_Assignment_
Every line of the listing below must be printed again exactly, apart from its pictures.

···

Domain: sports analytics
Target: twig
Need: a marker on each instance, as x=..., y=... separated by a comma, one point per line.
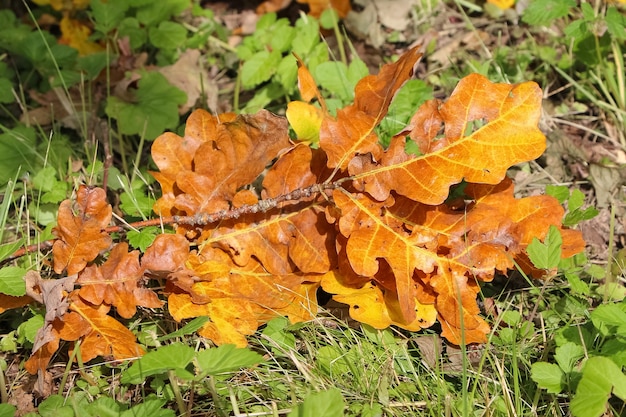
x=201, y=219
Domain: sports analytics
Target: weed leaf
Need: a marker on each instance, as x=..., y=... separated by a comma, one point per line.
x=601, y=377
x=176, y=357
x=328, y=403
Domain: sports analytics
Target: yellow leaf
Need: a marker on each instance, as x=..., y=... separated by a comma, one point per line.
x=306, y=121
x=502, y=4
x=76, y=34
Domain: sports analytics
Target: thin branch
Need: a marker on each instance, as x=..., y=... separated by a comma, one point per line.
x=200, y=219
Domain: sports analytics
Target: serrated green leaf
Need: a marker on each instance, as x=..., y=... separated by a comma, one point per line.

···

_Your response_
Domain: sports analytics
Target: twig
Need: a marker on each instance, as x=..., y=... separated by a comma, one point per line.
x=201, y=219
Domain: sports analytics
Target: weed leaf
Need: a marker on each instance, as x=..., y=... separated by a comma, one point per line.
x=601, y=377
x=176, y=357
x=328, y=403
Domain: sports analytics
Target: yellow leaf
Need: a marker on each instance, as x=..., y=... separated by a comma, one point per line.
x=306, y=121
x=502, y=4
x=76, y=34
Domain: sports analytics
Target: thin branch
Need: a marker on each instance, as x=..., y=... separated by a comma, one point per line.
x=200, y=219
Domain: sports analytics
Target: serrated green leaf
Need: a marker on each instance, as x=..., y=... separated by a comma, one point per line.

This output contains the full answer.